DIRECTIVE:
Return every one of the following entries word for word, with no changes.

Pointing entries
********
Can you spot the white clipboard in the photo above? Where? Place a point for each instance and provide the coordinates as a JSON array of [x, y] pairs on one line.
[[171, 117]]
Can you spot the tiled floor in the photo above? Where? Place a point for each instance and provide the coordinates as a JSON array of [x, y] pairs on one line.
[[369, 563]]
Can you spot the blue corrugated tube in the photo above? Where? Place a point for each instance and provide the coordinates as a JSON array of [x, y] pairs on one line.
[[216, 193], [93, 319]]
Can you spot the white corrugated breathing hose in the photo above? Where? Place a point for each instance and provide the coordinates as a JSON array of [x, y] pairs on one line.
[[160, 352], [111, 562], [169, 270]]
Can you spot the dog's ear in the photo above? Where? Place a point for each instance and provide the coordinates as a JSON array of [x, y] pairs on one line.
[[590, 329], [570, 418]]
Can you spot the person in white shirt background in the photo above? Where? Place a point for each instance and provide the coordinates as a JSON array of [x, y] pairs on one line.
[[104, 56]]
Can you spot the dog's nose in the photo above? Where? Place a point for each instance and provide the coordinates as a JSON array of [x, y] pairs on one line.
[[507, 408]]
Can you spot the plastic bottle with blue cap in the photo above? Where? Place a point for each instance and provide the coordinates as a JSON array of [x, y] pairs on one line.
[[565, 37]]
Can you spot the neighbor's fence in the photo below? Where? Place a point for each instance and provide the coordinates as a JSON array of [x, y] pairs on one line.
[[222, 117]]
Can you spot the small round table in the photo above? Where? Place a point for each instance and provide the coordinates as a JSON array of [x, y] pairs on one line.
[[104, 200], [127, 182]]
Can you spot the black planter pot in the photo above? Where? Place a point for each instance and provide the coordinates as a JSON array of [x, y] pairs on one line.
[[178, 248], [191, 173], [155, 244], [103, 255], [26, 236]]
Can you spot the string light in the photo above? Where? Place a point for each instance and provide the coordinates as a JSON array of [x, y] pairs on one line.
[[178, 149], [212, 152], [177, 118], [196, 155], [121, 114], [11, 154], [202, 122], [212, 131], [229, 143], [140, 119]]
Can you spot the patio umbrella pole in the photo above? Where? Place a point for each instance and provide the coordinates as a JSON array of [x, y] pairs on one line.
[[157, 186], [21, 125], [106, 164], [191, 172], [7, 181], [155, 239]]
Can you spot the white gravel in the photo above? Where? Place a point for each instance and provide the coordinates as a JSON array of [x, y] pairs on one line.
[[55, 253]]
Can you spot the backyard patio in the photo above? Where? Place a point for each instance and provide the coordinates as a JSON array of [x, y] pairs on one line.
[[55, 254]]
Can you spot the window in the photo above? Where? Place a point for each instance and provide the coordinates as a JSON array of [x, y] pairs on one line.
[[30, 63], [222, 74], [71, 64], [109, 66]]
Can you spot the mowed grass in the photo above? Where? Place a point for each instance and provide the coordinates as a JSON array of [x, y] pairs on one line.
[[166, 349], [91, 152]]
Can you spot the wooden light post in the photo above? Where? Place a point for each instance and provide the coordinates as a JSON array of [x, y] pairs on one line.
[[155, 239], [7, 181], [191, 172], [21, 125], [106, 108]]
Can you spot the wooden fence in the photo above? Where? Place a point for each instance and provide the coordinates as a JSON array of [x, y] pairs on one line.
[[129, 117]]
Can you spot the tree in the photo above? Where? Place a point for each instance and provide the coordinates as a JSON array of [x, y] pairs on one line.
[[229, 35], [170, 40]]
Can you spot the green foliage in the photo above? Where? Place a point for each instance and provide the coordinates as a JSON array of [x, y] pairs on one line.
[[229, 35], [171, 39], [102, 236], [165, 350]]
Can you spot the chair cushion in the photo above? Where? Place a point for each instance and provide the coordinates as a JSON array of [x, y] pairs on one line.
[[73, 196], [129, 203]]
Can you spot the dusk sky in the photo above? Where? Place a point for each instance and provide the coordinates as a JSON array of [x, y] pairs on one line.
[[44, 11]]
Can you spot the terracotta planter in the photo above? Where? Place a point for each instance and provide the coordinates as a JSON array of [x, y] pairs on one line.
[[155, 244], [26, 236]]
********
REPLY:
Can you spot the white clipboard in the photo above? Where? Place a point for each instance and provide the coordinates as a JSON array of [x, y] pairs on one line.
[[171, 117]]
Can you spot the tiled floor in the photo above? Where? Place a point for each instance and provide the coordinates as a JSON array of [x, y] pairs on one line.
[[369, 563]]
Can you spot the blue corrugated tube in the photo above? Where? Place a point for each instance and provide the coordinates as a JSON array of [x, y] pairs on one line.
[[216, 193], [93, 319]]
Can you spot the white corrugated breathing hose in the photo above? Where? Place a point for each instance and provide the coordinates as a JSON array of [x, y] pairs on one line.
[[160, 352], [111, 562], [169, 270]]
Can you spot the dog's ear in the photo above? Where? Place a point for each instance and provide the coordinates as a JSON array of [x, y] pairs on one line.
[[590, 329], [570, 418]]
Can you spot the person in white shirt background in the photo above? Where? Place a point for each instance and provide the coordinates as a JSON array of [x, y] pairs on one line.
[[104, 56]]
Can you spot the dog's nose in the photo above? Where? Place a point for each instance and provide the coordinates as a JSON array of [x, y] pairs on one line.
[[507, 408]]
Can you spot the plastic bottle with blue cap in the photo above? Where? Place a point for each instance and provide the coordinates as a JSON array of [x, y] pairs on one line.
[[565, 37]]
Can you spot the neighbor's fence in the photo below? Where? Place a point for each instance and provide the coordinates as a JSON array of [x, y] pairs on one line.
[[222, 117]]
Can you spot the small round table in the photo above? Where? Place a point for each instance and provide the coordinates as a JSON array of [x, y] pairs on one line.
[[104, 200], [127, 182]]
Can you spot the black planter pot in the photo above? Where? Place a point for each instance and provide the coordinates as a JSON array of [x, y] pairs on one line.
[[178, 248], [191, 173], [155, 244], [103, 255], [26, 236]]
Can you spot the string light in the photo above? Where? Place a point for each instance and provide the coordinates as a JSON array of [x, y] pairs on one line.
[[178, 149], [212, 152], [177, 118], [196, 155], [121, 114], [11, 154], [202, 122], [212, 131], [229, 143], [140, 119]]
Can you spot the patio umbrella pole in the photo above? Where? Place a point for each instance and provide the coordinates as a JSON array of [x, y] pairs on one line.
[[157, 186], [21, 125], [106, 164], [191, 172], [7, 181], [155, 239]]
Can you spot the white gravel in the photo above? Where? Place a point for each instance and provide the coordinates as a JSON array of [x, y] pairs on one line.
[[55, 253]]
Can you spot the backyard patio in the photo above? Where? Place a point for each instance and provide the coordinates as a JSON array of [x, y] pairs on one line.
[[55, 254]]
Can you spot the window in the photo above? Where? Place a point for each instance and provide the coordinates as a JSON array of [x, y] pairs on one line.
[[30, 63], [222, 74], [71, 64], [109, 66]]
Can you spot the mowed grass in the photo above? Where? Place a point for each instance and provide the coordinates as a JSON array of [x, y] pairs on one line.
[[166, 349], [91, 152]]
Can you spot the wooden light post in the photo above? Where? Place a point for each instance and provide the coordinates as a JSON array of [x, y] pairs on one line.
[[155, 239], [7, 181], [191, 172], [21, 125], [106, 108]]
Can you spot the wooden fence in the photo above? Where? Place a point for each instance and provide the coordinates as a JSON array of [x, y] pairs on one line.
[[129, 117]]
Can you spot the tree in the photo above? Where? Place a point for each instance and provide the coordinates as a JSON array of [x, y] pairs on one line.
[[229, 35], [170, 40]]
Can you spot the green foliage in the photo above? Where? Place a point for each instance and provide the coordinates as a JSON array of [x, y] pairs on one line.
[[229, 35], [171, 39], [102, 236], [165, 350]]
Can you spot the chair cushion in the photo above? Where? Place a point for each instance and provide the coordinates as a JSON array of [x, y] pairs on one line.
[[73, 196], [129, 203]]
Can you spot the dusk sky in the photo above? Where? Place a point for each instance and provide the coordinates as a JSON array of [x, y] pairs on one line.
[[44, 11]]
Can you spot the terracotta planter in the photo above? Where? Place a point for each instance and provide the coordinates as a JSON array of [x, y] pairs on one line.
[[155, 244], [26, 236]]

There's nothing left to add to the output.